[Stored entries]
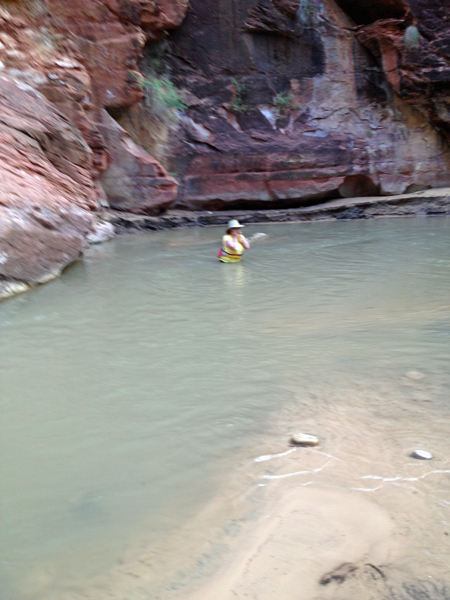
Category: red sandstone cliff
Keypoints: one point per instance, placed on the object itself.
(249, 103)
(62, 63)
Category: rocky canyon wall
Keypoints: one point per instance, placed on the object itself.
(296, 101)
(210, 104)
(62, 64)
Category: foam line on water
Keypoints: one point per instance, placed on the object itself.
(297, 472)
(270, 456)
(398, 481)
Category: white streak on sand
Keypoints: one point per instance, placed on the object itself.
(270, 456)
(298, 472)
(397, 481)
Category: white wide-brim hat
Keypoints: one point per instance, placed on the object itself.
(234, 224)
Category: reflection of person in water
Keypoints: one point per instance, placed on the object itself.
(233, 243)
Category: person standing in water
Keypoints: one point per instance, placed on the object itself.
(233, 243)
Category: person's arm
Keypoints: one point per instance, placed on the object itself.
(244, 241)
(230, 243)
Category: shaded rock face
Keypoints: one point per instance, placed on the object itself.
(411, 40)
(82, 56)
(135, 181)
(289, 104)
(46, 193)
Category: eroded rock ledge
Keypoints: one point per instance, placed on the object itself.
(419, 204)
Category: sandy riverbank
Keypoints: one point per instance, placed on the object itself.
(355, 519)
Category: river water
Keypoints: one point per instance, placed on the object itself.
(137, 389)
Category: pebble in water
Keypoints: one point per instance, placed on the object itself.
(304, 439)
(415, 375)
(422, 454)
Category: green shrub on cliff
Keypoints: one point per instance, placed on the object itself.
(284, 102)
(161, 93)
(411, 38)
(237, 104)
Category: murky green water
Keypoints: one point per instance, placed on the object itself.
(131, 387)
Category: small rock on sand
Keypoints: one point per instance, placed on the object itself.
(422, 454)
(304, 439)
(415, 375)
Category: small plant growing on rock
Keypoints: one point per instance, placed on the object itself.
(237, 104)
(305, 10)
(160, 92)
(411, 38)
(284, 102)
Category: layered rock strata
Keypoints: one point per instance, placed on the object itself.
(61, 63)
(46, 193)
(291, 102)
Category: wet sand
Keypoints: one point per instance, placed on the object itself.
(355, 519)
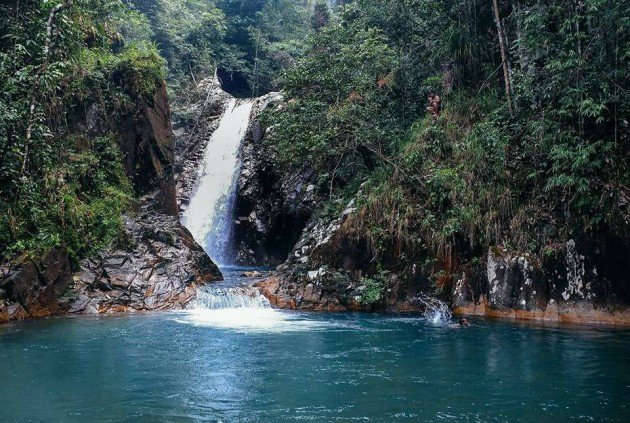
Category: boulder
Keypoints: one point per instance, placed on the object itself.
(159, 268)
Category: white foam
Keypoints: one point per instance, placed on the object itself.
(209, 214)
(245, 319)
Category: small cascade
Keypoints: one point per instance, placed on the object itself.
(436, 311)
(229, 298)
(209, 215)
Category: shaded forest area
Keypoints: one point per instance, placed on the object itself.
(530, 150)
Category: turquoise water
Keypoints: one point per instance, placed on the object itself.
(285, 366)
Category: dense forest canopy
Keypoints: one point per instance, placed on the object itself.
(531, 147)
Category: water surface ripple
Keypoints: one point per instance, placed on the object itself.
(190, 366)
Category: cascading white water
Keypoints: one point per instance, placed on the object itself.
(436, 311)
(240, 297)
(210, 212)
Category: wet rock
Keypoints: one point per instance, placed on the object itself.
(164, 276)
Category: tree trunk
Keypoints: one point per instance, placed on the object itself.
(504, 57)
(50, 24)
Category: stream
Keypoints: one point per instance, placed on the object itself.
(257, 364)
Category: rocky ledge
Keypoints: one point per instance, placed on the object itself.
(159, 268)
(572, 283)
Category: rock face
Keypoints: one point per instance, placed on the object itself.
(568, 286)
(159, 268)
(32, 288)
(146, 141)
(324, 273)
(272, 205)
(192, 136)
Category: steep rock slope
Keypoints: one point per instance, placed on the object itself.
(271, 207)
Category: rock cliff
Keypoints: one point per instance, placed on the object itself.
(272, 206)
(157, 266)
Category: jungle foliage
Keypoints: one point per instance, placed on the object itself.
(531, 148)
(60, 183)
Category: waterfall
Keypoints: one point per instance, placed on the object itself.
(230, 297)
(209, 216)
(436, 311)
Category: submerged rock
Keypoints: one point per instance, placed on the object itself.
(33, 287)
(564, 287)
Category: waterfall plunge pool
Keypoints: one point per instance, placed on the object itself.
(277, 366)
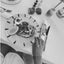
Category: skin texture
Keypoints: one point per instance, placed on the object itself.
(38, 47)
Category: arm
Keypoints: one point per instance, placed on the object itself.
(39, 45)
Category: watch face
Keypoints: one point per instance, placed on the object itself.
(20, 30)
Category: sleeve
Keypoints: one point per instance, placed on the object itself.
(45, 27)
(13, 58)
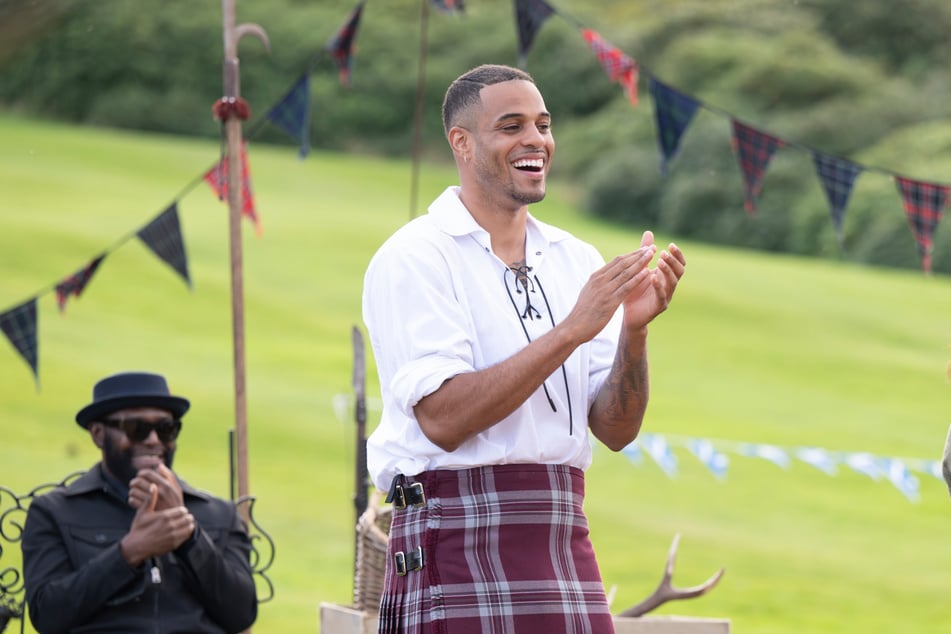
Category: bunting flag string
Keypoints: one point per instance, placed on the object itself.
(449, 6)
(673, 112)
(924, 202)
(529, 17)
(754, 150)
(76, 283)
(714, 455)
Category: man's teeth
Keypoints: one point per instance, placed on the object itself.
(537, 163)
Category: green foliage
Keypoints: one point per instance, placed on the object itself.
(755, 347)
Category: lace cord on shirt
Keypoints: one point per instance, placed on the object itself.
(523, 283)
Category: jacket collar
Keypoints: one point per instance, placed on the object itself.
(95, 480)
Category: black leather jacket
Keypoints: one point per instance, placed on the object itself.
(77, 581)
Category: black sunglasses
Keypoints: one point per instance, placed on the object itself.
(138, 429)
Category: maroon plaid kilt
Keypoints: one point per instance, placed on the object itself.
(505, 550)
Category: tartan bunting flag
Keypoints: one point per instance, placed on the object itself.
(19, 325)
(618, 66)
(292, 113)
(753, 149)
(449, 6)
(924, 205)
(217, 179)
(838, 178)
(341, 44)
(674, 112)
(529, 17)
(164, 237)
(76, 283)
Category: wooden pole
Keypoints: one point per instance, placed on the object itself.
(418, 115)
(233, 138)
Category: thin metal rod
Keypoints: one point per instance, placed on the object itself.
(418, 115)
(232, 89)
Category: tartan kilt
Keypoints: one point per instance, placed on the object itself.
(505, 550)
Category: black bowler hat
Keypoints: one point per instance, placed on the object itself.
(130, 389)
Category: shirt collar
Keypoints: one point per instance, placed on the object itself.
(452, 217)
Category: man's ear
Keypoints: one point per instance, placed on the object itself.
(460, 142)
(97, 431)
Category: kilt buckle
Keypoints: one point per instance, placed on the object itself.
(407, 563)
(402, 496)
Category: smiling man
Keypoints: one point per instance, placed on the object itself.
(129, 546)
(501, 342)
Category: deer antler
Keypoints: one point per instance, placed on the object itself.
(665, 590)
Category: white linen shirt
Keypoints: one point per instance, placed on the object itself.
(438, 302)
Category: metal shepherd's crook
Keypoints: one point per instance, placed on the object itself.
(232, 110)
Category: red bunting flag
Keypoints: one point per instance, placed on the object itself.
(616, 64)
(76, 283)
(924, 205)
(341, 44)
(217, 178)
(754, 149)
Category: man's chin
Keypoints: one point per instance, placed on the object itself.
(146, 462)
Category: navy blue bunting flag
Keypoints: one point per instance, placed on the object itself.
(838, 178)
(341, 44)
(673, 111)
(924, 205)
(76, 283)
(754, 149)
(164, 237)
(529, 17)
(292, 113)
(19, 325)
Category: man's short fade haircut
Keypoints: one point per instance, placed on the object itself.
(463, 93)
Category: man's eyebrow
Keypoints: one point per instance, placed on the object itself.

• Action item
Produce an exact copy of each line of data, skipping embedded images.

• Answer space
Category: red sandstone cliff
Keypoints: one point per instance, placed on the object itself.
(249, 103)
(62, 63)
Category: rocky canyon wall
Keypoints: one point per instance, placed on the object itself.
(296, 101)
(210, 104)
(62, 64)
Category: foam line on water
Keypoints: one point per instance, placed on the object itself.
(297, 472)
(270, 456)
(398, 481)
Category: white streak on sand
Keypoints: one point per instance, placed on the object itself.
(270, 456)
(298, 472)
(397, 481)
Category: white wide-brim hat
Keypoints: one point per instance, placed on the object itself.
(234, 224)
Category: reflection of person in water
Keypoints: one point per instance, placed on the object itself.
(233, 243)
Category: person standing in water
Keypoints: one point per instance, placed on the object itself.
(233, 243)
Category: person's arm
Keypoints: one point per instance, placed on the object itself.
(244, 241)
(230, 243)
Category: shaded rock face
Keypoints: one point per instance, placed on the object itself.
(411, 40)
(82, 56)
(135, 181)
(289, 104)
(46, 193)
Category: eroded rock ledge
Keypoints: one point per instance, placed on the object itself.
(419, 204)
Category: sandy riverbank
Keypoints: one point per instance, placed on the object itself.
(355, 519)
Category: river water
Keypoints: one point per instance, placed on the object itself.
(137, 389)
Category: pebble in water
Keypoints: one point per instance, placed on the object itself.
(304, 439)
(415, 375)
(422, 454)
Category: green shrub on cliff
Keypoints: one point per instance, placed on the object itself.
(284, 102)
(161, 93)
(411, 38)
(237, 104)
Category: murky green water
Keypoints: one point per instance, placed on the object itself.
(131, 387)
Category: small rock on sand
Keypoints: one point per instance, placed on the object itself.
(422, 454)
(304, 439)
(415, 375)
Category: small plant growing on rock
Keypoints: one point per instance, placed on the object itself.
(237, 104)
(305, 10)
(160, 92)
(411, 38)
(284, 102)
Category: layered rock strata
Keypoints: one point per instance, placed on the object itself.
(61, 63)
(46, 193)
(291, 102)
Category: wet sand
Keypoints: one point per instance, placed on the object itself.
(355, 519)
Category: boulder
Keypoints: one point per instance, placed on the object itself.
(159, 268)
Category: white foam
Keypoints: one point per instance, placed on the object itself.
(209, 214)
(245, 319)
Category: small cascade
Keypoints: one point per instance, placed on the object itself.
(436, 311)
(229, 298)
(209, 215)
Category: shaded forest area
Keypoints: one point per instance, placed on the object itself.
(530, 150)
Category: turquoise water
Keypoints: one point per instance, placed on the object itself.
(285, 366)
Category: dense forest canopy
Keypoints: one point per instance, placed on the object itself.
(531, 147)
Category: water surface ripple
Keypoints: one point per instance, placed on the object itself.
(190, 366)
Category: cascading white water
Keypoints: one point per instance, placed on the object itself.
(436, 311)
(240, 297)
(210, 212)
Category: wet rock
Keypoints: one point per instance, placed on the object itself.
(164, 276)
Category: tree trunk
Keypoints: one point per instance, placed on the object itself.
(504, 57)
(50, 24)
Category: stream
Keypoints: one point per instance, placed on the object itself.
(257, 364)
Category: rocky ledge
Keypoints: one point per instance, placed on the object itself.
(159, 268)
(572, 283)
Category: rock face
Keypoints: one point per instance, placed on the object itself.
(568, 286)
(159, 268)
(32, 288)
(146, 141)
(324, 273)
(272, 205)
(192, 136)
Category: steep rock slope
Keypoints: one point per instance, placed on the object itself.
(271, 207)
Category: rock cliff
Keypoints: one point per instance, placed on the object itself.
(272, 206)
(157, 266)
Category: jungle foliage
Keypoints: one point per instance, placed on the object itself.
(531, 148)
(60, 183)
Category: waterfall
Keypoints: one point per instance, placed on the object itself.
(230, 297)
(209, 216)
(436, 311)
Category: submerged rock
Keypoints: one point per instance, placed on the object itself.
(33, 287)
(564, 287)
Category: waterfall plunge pool
Keypoints: one point per instance, placed on the object itself.
(277, 366)
Category: skin texture
Keypoints: one point per instance, placed on the object itself.
(38, 47)
Category: arm
Keypoints: one point per instance, placed on the object itself.
(39, 45)
Category: watch face
Keypoints: one point per instance, placed on the object itself.
(20, 30)
Category: sleeve
Keypoints: one point per instance, placed on the object itself.
(45, 27)
(13, 58)
Category: bunting flag string
Keypoints: one point per instance, placed on the object itself.
(449, 6)
(673, 112)
(924, 202)
(529, 17)
(754, 150)
(76, 283)
(714, 455)
Category: man's teeth
Keypoints: one point per instance, placed on the object itself.
(537, 163)
Category: green foliage
Keypoints: one point per instance, placed on the object itself.
(755, 347)
Category: lace cord on shirt
Keypoints: one point per instance, placed on the object itself.
(523, 283)
Category: jacket collar
Keypoints: one point per instance, placed on the object itself.
(95, 480)
Category: black leather jacket
Keypoints: one point per instance, placed on the object itself.
(77, 581)
Category: black sunglasses
Keypoints: one point per instance, placed on the object itself.
(138, 429)
Category: maroon plaid kilt
Keypoints: one point per instance, placed on the object itself.
(505, 550)
Category: tartan bunting flag
Keypoints: one point per instance, placed on the object itself.
(19, 325)
(618, 66)
(292, 113)
(753, 149)
(449, 6)
(924, 205)
(217, 179)
(838, 178)
(341, 44)
(674, 112)
(529, 17)
(164, 237)
(76, 283)
Category: wooden pole
Keypoints: one point per instance, placed on the object itself.
(418, 115)
(233, 138)
Category: thin metal rod
Keypoints: one point per instance, placed on the object itself.
(418, 115)
(232, 89)
Category: tartan kilt
Keypoints: one point per instance, placed on the object itself.
(505, 550)
Category: black bowler hat
Keypoints: one point per instance, placed on the object itself.
(130, 389)
Category: shirt collar
Keypoints: one point per instance, placed on the object itself.
(452, 217)
Category: man's ear
Keypoints: one point per instance, placed on the object itself.
(460, 142)
(97, 431)
Category: kilt buckle
Keypoints: one point per instance, placed on the object itself.
(407, 563)
(402, 496)
Category: smiling man
Keypoints: one point per instance, placed on the object itself.
(129, 546)
(501, 342)
Category: deer antler
Keypoints: one point per instance, placed on the object itself.
(665, 590)
Category: white linen shirt
Keypoints: one point per instance, placed on the object itself.
(438, 302)
Category: metal shepherd's crook
Keypoints: one point per instance, placed on the object itself.
(232, 110)
Category: red bunting flag
Keypoints: one point per instance, placed on the object itself.
(616, 64)
(76, 283)
(924, 205)
(341, 44)
(217, 178)
(754, 149)
Category: man's chin
Keypoints: one point per instance, placed on the object itself.
(146, 462)
Category: navy blue bunting flag
Keypoints: one point per instance, placed on the object itself.
(838, 178)
(341, 44)
(673, 111)
(924, 205)
(76, 283)
(754, 149)
(164, 237)
(529, 17)
(292, 113)
(19, 325)
Category: man's short fade haircut
Keypoints: one point per instance, placed on the object itself.
(463, 93)
Category: man's eyebrow
Keypoints: one point per instance, placed on the object itself.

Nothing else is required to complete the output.